### LIST OF TASKS
A. Say whether each statement below agrees with the passage on choosing a charity, answering yes or no and quoting the deciding words of the passage. (i) Clean drinking water and waste removal are described as essential to stop disease. (ii) Kindness and Fairplay is said to be also known as 'Human and Animal Rights'. (iii) The list of top picks is said to stay fixed and never change.
B. Extend the passage on choosing a charity by writing what follows its last sentence.

Choosing a Charity

Community

Choosing between many good causes is half the battle. Here are a few good tips and suggestions to help you on your way.

A Holistic Approach to Altruism

If we are really serious about making a difference, we must consider a number of different areas as equally vital. The world we know is full of material, social, ecological, psychological and economic relationships - not all of which are immediately obvious.

A Life Without Torture

Without taking care of the basics, many people and animals will be forced to endure great suffering, needlessly. Without help, many of the most vulnerable are too weak to take advantage of opportunity, if it even arises.

  • Water and Sanitation. Clean drinking water and waste removal are essential to stop disease.
  • Food and Nutrition. Work, study, play and health all depend on basic nutrition.
  • Shelter and Accomodation. A safe living environment, and an end to homelessness.
  • Health and Family Planning. A life without health is a life not lived at all.
  • Ecology and Sustainability. Humans are tightly interdependent with nature. Unsustainable resource use has implications for prelonging the cycle of suffering. The psychological welfare of our sentient brethren also has an impact on our own.
  • Kindness and Fairplay. Also known as 'Human and Animal Rights'.
  • Disaster Relief. Earthquakes, volcanos and freak storms: shit happens!

Top Picks

There are a wide variety of such charities. Here are some of my top picks:

Be sure to check for your local branch or state specific organisation.

(this list will be updated from time to time, feel free to send me your suggestions)

Important Considerations

We want to be sure our time and money are well used.

### DATA FOR ANALYSIS
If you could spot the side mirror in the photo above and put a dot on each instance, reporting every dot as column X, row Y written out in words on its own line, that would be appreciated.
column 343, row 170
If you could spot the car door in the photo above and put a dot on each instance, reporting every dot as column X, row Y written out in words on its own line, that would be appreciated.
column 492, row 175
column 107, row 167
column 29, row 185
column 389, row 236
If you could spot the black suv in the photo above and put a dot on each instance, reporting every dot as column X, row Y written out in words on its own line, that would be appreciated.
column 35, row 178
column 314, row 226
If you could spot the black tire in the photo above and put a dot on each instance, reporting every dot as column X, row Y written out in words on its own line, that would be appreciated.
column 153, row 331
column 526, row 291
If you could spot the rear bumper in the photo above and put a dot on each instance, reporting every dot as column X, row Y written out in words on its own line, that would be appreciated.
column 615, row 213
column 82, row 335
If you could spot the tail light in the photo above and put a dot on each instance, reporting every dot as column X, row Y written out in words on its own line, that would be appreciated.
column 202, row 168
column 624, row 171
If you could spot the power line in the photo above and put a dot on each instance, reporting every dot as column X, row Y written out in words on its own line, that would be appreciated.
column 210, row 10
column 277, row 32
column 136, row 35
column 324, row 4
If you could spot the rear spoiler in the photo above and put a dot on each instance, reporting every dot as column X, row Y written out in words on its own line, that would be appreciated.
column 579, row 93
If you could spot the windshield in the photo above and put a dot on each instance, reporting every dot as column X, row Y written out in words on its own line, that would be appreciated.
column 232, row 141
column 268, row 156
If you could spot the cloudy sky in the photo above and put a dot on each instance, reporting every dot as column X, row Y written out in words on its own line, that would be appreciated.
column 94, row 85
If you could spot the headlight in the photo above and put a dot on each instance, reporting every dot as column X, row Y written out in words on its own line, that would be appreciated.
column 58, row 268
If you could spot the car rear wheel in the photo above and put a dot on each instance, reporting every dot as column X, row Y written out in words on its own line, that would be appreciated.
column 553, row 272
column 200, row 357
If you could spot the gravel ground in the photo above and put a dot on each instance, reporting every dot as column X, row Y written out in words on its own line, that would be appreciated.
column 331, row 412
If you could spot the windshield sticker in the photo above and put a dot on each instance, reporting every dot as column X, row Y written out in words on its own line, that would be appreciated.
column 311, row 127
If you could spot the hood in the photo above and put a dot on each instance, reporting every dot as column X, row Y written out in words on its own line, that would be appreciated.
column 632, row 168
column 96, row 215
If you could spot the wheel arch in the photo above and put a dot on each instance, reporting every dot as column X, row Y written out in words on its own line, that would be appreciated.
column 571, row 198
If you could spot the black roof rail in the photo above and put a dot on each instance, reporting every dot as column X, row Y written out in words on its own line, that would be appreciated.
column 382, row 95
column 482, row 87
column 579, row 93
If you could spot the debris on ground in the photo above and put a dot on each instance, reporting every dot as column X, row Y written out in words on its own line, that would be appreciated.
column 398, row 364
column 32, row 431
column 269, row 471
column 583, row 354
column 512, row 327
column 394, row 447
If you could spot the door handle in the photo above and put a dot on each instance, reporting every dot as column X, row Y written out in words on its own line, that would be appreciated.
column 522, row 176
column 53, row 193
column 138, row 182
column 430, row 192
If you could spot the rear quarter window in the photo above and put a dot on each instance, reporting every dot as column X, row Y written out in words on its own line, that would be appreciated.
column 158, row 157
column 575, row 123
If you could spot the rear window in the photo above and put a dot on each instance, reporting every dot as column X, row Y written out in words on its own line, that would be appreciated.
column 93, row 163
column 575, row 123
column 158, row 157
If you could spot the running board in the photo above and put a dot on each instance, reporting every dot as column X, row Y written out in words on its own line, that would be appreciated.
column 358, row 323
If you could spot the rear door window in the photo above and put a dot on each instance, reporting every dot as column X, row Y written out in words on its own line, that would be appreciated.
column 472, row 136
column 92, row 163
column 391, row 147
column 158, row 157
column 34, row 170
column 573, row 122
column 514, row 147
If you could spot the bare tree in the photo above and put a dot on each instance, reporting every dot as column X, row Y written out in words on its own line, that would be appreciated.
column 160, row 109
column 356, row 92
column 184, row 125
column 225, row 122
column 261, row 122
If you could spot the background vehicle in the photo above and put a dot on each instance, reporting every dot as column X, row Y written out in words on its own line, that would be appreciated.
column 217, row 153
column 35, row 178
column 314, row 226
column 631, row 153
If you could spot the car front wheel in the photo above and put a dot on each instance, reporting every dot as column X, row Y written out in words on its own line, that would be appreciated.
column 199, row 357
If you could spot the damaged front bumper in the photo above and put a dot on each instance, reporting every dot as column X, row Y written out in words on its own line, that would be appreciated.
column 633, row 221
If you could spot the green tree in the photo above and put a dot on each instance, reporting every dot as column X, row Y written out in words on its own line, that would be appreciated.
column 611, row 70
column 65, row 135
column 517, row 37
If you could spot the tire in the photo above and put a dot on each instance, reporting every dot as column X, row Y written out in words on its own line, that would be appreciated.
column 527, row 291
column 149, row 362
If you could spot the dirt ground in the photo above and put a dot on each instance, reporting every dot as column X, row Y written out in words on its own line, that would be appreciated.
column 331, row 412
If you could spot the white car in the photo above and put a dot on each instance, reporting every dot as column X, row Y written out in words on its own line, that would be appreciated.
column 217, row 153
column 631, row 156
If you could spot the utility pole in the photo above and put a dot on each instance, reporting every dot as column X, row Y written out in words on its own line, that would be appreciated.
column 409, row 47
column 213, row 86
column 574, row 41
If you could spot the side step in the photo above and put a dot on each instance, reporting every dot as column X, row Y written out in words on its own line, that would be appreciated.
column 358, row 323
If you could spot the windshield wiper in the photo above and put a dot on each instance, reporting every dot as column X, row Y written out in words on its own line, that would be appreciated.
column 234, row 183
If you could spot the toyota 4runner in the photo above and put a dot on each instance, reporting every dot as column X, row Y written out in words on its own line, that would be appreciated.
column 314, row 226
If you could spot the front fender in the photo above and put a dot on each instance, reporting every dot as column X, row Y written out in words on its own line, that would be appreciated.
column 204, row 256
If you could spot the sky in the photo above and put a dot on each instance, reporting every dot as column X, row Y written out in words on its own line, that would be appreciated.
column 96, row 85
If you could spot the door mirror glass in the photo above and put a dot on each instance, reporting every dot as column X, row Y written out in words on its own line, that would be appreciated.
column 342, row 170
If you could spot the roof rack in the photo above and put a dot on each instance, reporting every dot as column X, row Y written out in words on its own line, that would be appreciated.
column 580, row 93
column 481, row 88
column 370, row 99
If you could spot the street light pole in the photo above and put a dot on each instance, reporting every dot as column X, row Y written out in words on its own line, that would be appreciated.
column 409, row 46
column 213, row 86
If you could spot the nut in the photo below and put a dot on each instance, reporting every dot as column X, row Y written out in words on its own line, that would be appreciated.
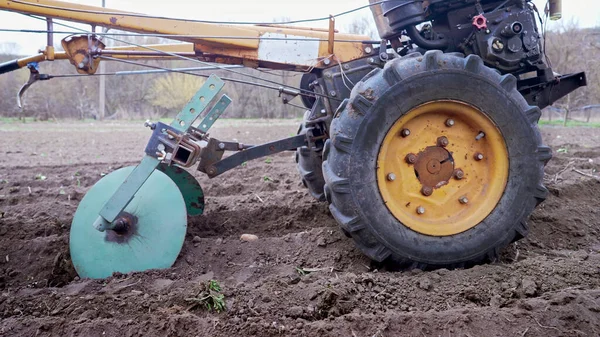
column 459, row 174
column 442, row 141
column 426, row 191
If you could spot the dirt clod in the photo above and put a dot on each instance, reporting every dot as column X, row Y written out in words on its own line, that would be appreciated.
column 545, row 285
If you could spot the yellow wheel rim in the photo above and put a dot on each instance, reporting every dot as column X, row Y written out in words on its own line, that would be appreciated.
column 418, row 170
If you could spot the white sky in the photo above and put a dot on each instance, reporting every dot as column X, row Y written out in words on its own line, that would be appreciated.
column 585, row 12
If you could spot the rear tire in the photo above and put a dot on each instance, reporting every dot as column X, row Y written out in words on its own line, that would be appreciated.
column 357, row 133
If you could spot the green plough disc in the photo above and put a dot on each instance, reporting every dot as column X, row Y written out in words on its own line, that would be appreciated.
column 188, row 186
column 153, row 239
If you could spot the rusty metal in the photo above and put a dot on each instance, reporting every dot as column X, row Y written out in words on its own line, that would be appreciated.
column 434, row 166
column 79, row 48
column 442, row 141
column 140, row 53
column 459, row 174
column 427, row 191
column 480, row 22
column 331, row 35
column 411, row 158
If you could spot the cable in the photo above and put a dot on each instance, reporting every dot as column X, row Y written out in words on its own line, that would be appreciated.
column 191, row 20
column 172, row 36
column 190, row 59
column 185, row 73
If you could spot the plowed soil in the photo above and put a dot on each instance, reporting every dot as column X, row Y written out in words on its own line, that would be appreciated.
column 545, row 285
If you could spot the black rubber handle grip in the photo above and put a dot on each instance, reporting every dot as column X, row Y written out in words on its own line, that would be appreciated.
column 9, row 66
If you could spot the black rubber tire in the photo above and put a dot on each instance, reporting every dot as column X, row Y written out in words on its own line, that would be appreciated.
column 309, row 162
column 358, row 131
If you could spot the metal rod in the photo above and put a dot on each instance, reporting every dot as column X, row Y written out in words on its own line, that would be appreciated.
column 137, row 15
column 138, row 53
column 50, row 32
column 174, row 36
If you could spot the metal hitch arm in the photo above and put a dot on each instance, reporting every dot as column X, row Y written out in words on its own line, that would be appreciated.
column 215, row 168
column 182, row 122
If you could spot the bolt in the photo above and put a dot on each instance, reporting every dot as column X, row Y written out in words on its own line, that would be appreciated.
column 442, row 141
column 497, row 46
column 459, row 174
column 427, row 191
column 149, row 124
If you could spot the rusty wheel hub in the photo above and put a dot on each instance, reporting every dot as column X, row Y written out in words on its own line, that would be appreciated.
column 449, row 165
column 434, row 167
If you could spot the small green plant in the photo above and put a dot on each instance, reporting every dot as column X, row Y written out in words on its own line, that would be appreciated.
column 209, row 296
column 301, row 271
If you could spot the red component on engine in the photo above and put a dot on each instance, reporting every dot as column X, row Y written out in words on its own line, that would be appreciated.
column 480, row 22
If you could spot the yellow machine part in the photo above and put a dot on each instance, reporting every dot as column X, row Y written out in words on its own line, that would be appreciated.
column 456, row 202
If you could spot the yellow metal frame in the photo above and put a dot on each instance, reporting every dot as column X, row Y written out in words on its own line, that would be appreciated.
column 483, row 183
column 203, row 39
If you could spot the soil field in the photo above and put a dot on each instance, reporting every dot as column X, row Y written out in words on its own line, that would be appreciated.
column 545, row 285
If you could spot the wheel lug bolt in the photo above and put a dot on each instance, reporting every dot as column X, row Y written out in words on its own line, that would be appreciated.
column 459, row 174
column 442, row 141
column 427, row 191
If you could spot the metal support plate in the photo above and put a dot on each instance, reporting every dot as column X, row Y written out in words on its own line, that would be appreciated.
column 186, row 117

### ANSWERS TO THE EXERCISE
A.
(i) Yes: "Clean drinking water and waste removal are essential to stop disease."
(ii) Yes: "Also known as 'Human and Animal Rights'."
(iii) No: "this list will be updated from time to time"

B.
  • Mind and Heart. Our reasons for giving are important. If we give purely out of fear, ideology or fad, our gift may become tainted and may be unsustainable in the long-term. If we give out of genuine compassion for both ourselves and others, we give with wisdom and understanding.
  • Cultural Respect. It is important that charity groups tread carefully around long-standing cultural issues, mythology and traditions. Diversity is both interesting and thought provoking. It is an important element of creative solutions. It is vitally important that we do not inadvertently (or otherwise) spread unnecessary or destructive dogmas, such as our own religious traditions, materialism, or economic and political arrogance.
  • Review and Evaluation. There are groups dedicated to reviewing and evaluating charity organisations. For instance, they will consider what percentage of donations is directly applied to the cause. All groups will have expenses for administration, but ideally these overheads are kept to a minimum.
  • Self Sustaining. Ideally we want to both alleviate suffering and make communities self-sufficient in future so they are not continually dependent on others for survival.
  • Root Causes. Looking at the root causes of the problems communities and the ecology face are just as important. If we don't identify and seek to address the root of the problem, we will be engaged in substantial charity work without end.

The Causes of Poverty and Abuse

Tackling the root causes of poverty and abuse are just as important if we ever want to reduce the scale and cost of the problem.

  • Inequality. Inequality is now an acknowledged cause of psychosocial stress and has tangible impacts on both mental and physical health, and therefore to the health of our communities. The massive accumulation of material wealth in the hands of a few is not doing anyone any good, not even those who possess it.
  • Opportunity. Being able to feel wanted and a valuable part of the community is an important aspect of self-worth and holistic health. It is also sensible if we don't want to waste the enormous potential of our human capital. Meaningful livelihood should be a joint responsibility between community and individual.
  • Education. We need modern approaches to schooling, vocational training and professional qualification that reflect the interdependent nature of things. All these areas also need to begin to cover basic psychological health.
    We also need to tease apart the metaphysical dogma in our current materialist-science from the science itself, and take a closer look at our interpretation of the facts. There are significant ramifications for our self-worth and respect for each other, and the ecosystem of which we are a part. Exploring consciousness is just one approach to this topic.